▸ Records provided
--- start ---
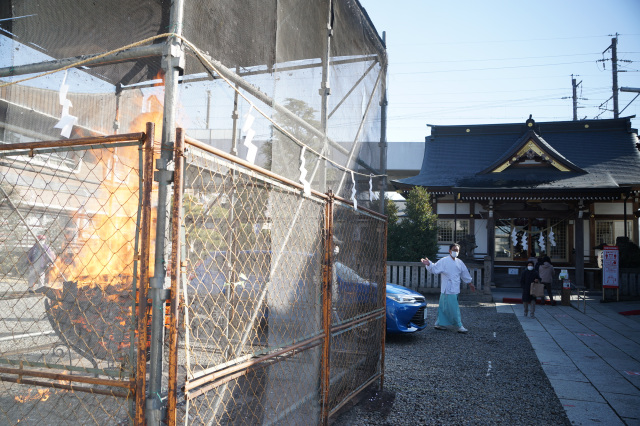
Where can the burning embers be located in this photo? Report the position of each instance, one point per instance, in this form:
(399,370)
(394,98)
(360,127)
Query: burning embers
(94,320)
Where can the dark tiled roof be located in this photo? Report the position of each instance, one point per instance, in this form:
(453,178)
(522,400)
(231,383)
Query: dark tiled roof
(603,152)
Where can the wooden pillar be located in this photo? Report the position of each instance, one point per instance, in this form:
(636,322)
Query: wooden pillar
(491,242)
(579,258)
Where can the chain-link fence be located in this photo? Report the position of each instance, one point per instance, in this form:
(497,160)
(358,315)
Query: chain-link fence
(277,301)
(68,325)
(194,284)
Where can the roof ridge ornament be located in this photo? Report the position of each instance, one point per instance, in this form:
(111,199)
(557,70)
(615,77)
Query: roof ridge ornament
(530,122)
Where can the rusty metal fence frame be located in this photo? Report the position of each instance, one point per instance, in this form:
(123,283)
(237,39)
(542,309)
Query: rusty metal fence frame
(74,379)
(330,329)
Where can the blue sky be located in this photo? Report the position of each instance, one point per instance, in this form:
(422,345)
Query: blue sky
(471,62)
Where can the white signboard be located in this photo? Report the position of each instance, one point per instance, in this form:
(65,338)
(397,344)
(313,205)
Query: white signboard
(610,263)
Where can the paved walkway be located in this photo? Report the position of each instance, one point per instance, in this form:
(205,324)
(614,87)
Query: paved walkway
(592,359)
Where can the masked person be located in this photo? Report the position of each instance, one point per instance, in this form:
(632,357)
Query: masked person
(452,271)
(528,276)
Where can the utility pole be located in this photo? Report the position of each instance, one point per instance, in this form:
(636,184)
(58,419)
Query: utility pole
(614,72)
(575,98)
(614,61)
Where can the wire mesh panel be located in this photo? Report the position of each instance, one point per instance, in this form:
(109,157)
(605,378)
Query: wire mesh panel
(67,297)
(358,301)
(253,289)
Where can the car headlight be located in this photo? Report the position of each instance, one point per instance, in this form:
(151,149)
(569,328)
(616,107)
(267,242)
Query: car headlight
(401,298)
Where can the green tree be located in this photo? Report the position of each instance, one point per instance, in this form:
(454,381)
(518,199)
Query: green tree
(416,236)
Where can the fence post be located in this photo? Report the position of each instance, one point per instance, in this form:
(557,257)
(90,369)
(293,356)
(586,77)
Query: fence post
(327,283)
(488,278)
(145,250)
(176,223)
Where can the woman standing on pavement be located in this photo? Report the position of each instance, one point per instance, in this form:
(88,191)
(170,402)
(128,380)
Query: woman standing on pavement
(527,277)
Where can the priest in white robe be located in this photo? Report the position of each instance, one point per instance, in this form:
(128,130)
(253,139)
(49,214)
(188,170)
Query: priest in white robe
(452,270)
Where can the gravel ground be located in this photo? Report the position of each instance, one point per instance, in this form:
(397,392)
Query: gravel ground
(489,376)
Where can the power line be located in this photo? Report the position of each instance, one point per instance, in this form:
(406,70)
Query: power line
(495,68)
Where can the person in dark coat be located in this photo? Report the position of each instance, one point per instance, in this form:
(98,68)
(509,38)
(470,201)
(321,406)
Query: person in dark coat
(546,277)
(40,257)
(527,277)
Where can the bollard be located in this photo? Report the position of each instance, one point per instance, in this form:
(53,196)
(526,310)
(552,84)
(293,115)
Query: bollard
(565,299)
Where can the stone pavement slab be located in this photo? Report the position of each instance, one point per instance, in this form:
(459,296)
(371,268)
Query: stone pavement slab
(592,359)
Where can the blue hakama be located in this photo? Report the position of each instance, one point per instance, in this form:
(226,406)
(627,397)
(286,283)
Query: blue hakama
(449,310)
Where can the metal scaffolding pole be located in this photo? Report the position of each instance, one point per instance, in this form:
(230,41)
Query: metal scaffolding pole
(173,64)
(383,130)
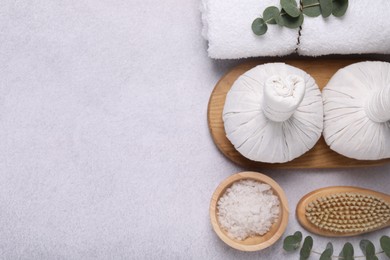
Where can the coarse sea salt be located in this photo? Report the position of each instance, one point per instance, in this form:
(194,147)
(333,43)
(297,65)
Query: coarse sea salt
(248,208)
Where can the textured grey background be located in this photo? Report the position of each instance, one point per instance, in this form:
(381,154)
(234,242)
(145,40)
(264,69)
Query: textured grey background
(105,151)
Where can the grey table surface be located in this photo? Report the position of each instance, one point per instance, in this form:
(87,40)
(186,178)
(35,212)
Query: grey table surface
(105,151)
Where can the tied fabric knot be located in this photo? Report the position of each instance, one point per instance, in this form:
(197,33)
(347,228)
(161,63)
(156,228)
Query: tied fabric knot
(282,96)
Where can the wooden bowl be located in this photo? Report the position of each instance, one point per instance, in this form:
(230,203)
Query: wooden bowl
(257,242)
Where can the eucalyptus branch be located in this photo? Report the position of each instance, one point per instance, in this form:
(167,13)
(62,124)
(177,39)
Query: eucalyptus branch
(291,15)
(293,242)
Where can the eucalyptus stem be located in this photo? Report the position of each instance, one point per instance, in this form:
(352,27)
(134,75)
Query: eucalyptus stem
(306,6)
(355,257)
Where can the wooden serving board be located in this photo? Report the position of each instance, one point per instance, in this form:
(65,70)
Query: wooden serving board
(320,156)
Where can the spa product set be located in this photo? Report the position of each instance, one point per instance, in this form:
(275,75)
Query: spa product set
(297,114)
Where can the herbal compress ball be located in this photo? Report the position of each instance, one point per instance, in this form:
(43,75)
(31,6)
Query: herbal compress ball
(357,111)
(273,113)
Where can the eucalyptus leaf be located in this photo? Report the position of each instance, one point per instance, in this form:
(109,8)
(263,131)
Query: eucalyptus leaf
(328,252)
(259,27)
(347,252)
(291,7)
(368,249)
(385,244)
(270,14)
(291,22)
(306,248)
(326,8)
(311,8)
(279,18)
(339,7)
(293,242)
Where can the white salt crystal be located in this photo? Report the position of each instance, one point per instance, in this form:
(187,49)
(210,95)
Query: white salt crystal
(248,208)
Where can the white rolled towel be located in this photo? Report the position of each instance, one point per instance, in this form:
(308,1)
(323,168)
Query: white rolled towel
(364,28)
(227,27)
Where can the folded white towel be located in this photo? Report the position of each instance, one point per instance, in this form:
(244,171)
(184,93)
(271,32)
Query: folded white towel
(365,28)
(227,27)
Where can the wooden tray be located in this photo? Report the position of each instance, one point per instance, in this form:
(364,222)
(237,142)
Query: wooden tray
(320,156)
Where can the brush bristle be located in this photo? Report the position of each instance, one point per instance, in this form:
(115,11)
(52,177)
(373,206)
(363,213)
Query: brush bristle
(348,212)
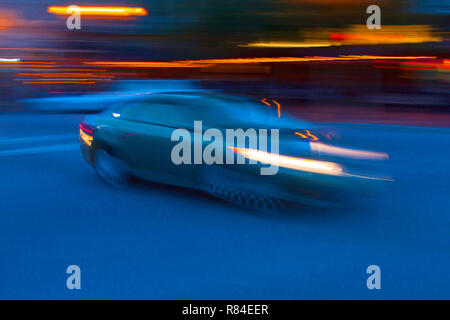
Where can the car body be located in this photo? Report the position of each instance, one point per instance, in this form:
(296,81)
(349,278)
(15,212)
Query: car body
(136,139)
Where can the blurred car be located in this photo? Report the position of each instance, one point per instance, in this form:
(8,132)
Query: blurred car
(134,140)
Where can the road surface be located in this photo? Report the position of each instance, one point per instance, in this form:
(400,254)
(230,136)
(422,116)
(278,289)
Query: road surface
(156,242)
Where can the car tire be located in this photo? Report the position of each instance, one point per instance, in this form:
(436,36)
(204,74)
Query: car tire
(111,169)
(219,183)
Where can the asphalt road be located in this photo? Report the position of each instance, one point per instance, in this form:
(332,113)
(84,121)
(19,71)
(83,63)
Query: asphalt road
(155,242)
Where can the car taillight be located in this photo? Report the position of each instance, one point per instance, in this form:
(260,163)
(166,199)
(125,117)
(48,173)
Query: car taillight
(307,135)
(86,133)
(87,128)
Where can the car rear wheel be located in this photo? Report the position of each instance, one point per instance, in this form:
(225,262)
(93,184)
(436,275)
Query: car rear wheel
(219,182)
(111,169)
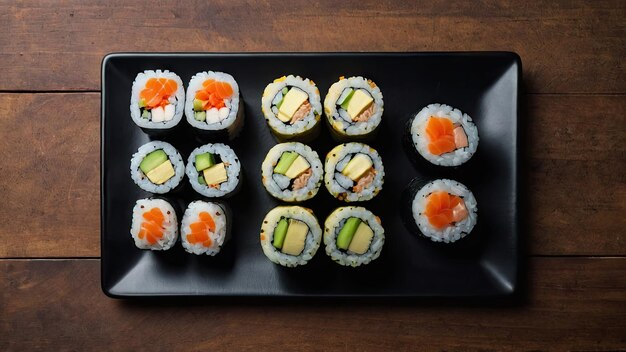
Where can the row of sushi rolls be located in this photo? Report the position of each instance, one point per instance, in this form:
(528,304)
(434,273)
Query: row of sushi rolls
(443,210)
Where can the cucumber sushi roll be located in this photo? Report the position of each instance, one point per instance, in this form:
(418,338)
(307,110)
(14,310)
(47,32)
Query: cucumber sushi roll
(156,100)
(290,235)
(444,135)
(291,106)
(292,172)
(157,167)
(353,172)
(154,225)
(214,170)
(213,103)
(353,236)
(353,107)
(204,228)
(444,210)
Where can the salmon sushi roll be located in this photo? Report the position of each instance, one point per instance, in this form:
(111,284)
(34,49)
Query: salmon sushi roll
(154,225)
(353,172)
(353,108)
(292,108)
(214,104)
(443,135)
(204,228)
(157,100)
(292,172)
(444,210)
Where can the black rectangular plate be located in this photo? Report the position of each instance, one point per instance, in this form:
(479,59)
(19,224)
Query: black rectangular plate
(485,85)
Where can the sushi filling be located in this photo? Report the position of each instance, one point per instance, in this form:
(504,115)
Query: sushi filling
(444,136)
(444,209)
(354,236)
(212,103)
(157,167)
(292,171)
(157,101)
(355,172)
(356,105)
(291,104)
(212,171)
(290,236)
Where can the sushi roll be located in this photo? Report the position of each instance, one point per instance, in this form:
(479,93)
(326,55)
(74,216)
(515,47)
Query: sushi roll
(353,107)
(353,236)
(154,225)
(156,100)
(443,135)
(443,210)
(213,104)
(204,228)
(292,172)
(290,235)
(353,172)
(292,107)
(157,167)
(214,170)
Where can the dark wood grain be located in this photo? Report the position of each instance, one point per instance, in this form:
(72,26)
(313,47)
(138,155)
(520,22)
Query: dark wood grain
(50,178)
(566,46)
(572,304)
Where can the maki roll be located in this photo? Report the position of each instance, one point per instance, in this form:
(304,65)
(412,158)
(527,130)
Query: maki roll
(290,236)
(443,210)
(354,172)
(213,103)
(353,236)
(204,228)
(156,100)
(291,105)
(157,167)
(353,107)
(154,225)
(443,135)
(214,170)
(292,172)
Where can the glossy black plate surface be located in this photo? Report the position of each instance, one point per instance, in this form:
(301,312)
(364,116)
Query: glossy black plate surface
(484,85)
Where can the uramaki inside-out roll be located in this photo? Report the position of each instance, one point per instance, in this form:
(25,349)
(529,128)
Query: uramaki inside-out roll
(292,172)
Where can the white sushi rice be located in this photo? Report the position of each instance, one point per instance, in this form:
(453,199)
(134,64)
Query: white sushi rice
(142,180)
(420,139)
(336,183)
(338,118)
(277,184)
(233,170)
(333,225)
(170,224)
(140,83)
(450,233)
(218,213)
(233,122)
(313,237)
(270,94)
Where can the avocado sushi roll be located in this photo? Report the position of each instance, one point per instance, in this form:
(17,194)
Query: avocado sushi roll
(290,235)
(157,167)
(353,172)
(353,236)
(204,228)
(213,104)
(353,107)
(292,107)
(292,172)
(443,210)
(214,170)
(154,225)
(443,135)
(157,100)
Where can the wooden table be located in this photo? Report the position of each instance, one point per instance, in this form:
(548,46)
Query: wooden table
(574,74)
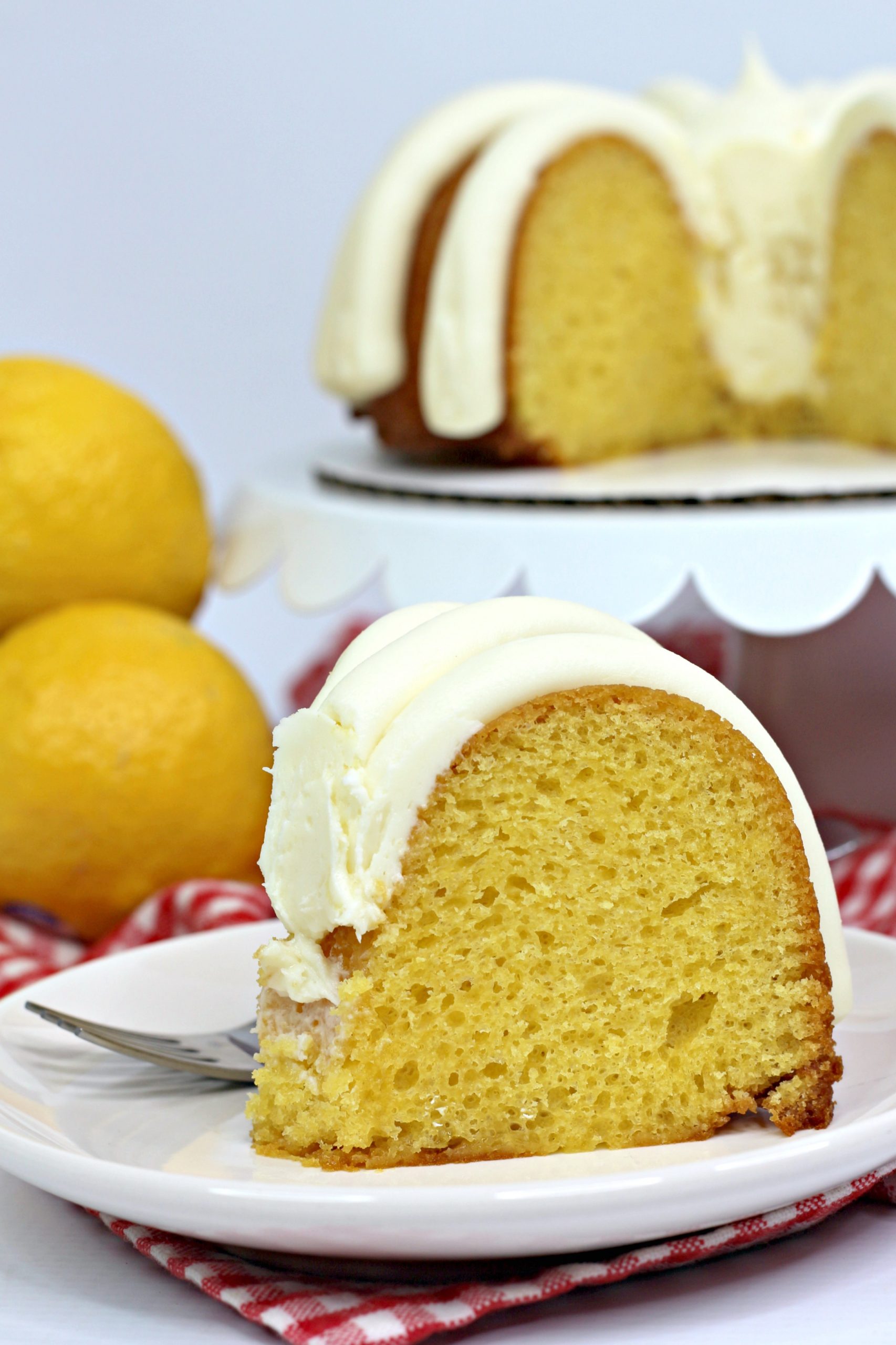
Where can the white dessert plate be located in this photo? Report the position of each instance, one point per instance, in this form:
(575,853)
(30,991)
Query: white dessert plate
(174,1153)
(715,472)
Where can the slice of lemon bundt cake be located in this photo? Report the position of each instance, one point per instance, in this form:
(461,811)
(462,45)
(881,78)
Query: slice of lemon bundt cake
(555,273)
(549,888)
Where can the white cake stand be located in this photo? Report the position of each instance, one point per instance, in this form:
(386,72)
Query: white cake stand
(793,545)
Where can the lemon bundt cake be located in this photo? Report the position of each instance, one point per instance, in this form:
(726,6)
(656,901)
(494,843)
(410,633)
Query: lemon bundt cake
(550,273)
(549,888)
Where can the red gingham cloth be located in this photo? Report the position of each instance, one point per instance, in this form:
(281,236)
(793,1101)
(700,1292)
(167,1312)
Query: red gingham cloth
(331,1312)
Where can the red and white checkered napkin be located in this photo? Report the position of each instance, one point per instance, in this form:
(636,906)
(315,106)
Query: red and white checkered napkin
(326,1312)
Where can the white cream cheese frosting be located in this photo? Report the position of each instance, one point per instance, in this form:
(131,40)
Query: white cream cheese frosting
(361,344)
(755,172)
(353,771)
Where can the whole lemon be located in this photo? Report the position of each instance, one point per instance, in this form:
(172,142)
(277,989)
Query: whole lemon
(96,496)
(132,755)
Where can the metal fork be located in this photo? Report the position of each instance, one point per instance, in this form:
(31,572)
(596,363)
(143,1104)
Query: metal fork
(217,1055)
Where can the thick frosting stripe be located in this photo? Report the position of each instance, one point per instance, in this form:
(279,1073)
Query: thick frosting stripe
(755,172)
(351,772)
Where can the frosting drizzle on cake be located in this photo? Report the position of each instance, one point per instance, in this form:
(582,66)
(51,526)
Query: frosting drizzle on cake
(755,172)
(353,771)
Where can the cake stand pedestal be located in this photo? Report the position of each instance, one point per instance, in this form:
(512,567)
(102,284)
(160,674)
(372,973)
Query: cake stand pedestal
(802,579)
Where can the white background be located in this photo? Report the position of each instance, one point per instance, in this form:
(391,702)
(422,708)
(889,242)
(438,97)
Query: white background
(174,177)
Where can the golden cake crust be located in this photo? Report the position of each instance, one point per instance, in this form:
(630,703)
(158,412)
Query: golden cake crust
(855,396)
(801,1065)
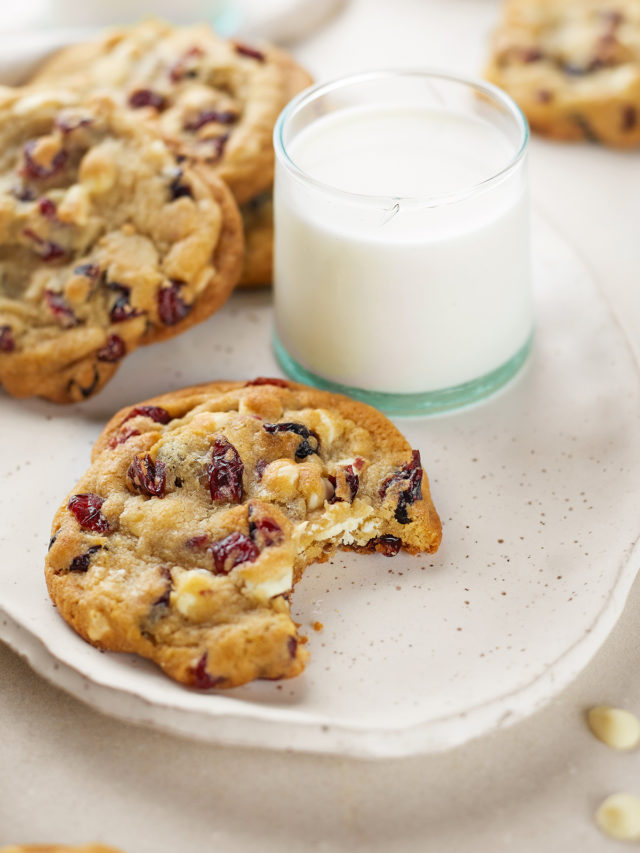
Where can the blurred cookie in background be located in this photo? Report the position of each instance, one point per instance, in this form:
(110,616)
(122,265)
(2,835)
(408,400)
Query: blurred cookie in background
--- end ---
▸ Prompt
Find the line containing "Where can the metal fork" in the listing above. Restate it and every line after it, word for word, through the final line, leaving out the pictures.

▸ Final answer
Where can the metal fork be located in this photo? Report the position of each instance, one point per instance, in this form:
(31,572)
(596,363)
(143,1104)
Query: metal fork
(217,1055)
Where can the thick frosting stripe be located in this photo? Report the position of each instance, one point per instance, in this form:
(279,1073)
Query: thick frosting stripe
(755,172)
(351,772)
Where can the frosting drizzle on cake be located in this photo? Report the position of each instance, one point per instance, in this form:
(582,66)
(51,526)
Query: frosting drizzle on cake
(755,172)
(353,771)
Where can the cake stand pedestal be located in this photo? Report the position of each instance, one point per instance, in this form:
(512,567)
(102,284)
(160,674)
(372,973)
Query: cake stand pedestal
(802,579)
Where can the white background be located in this photo? Report the position of each instance, one point per instance, in this form:
(391,702)
(422,708)
(889,242)
(438,97)
Query: white background
(174,177)
Where can the golden cake crust be located in this photo? Report the position of each instance, one point per instance, in this form:
(630,703)
(158,412)
Query: golden cake crust
(855,396)
(801,1065)
Where can the blurred cookie in background be located in this photo? Report the position of each instance, one point per instance, in this form:
(110,616)
(122,265)
(2,835)
(408,400)
Query: blurred cookie in background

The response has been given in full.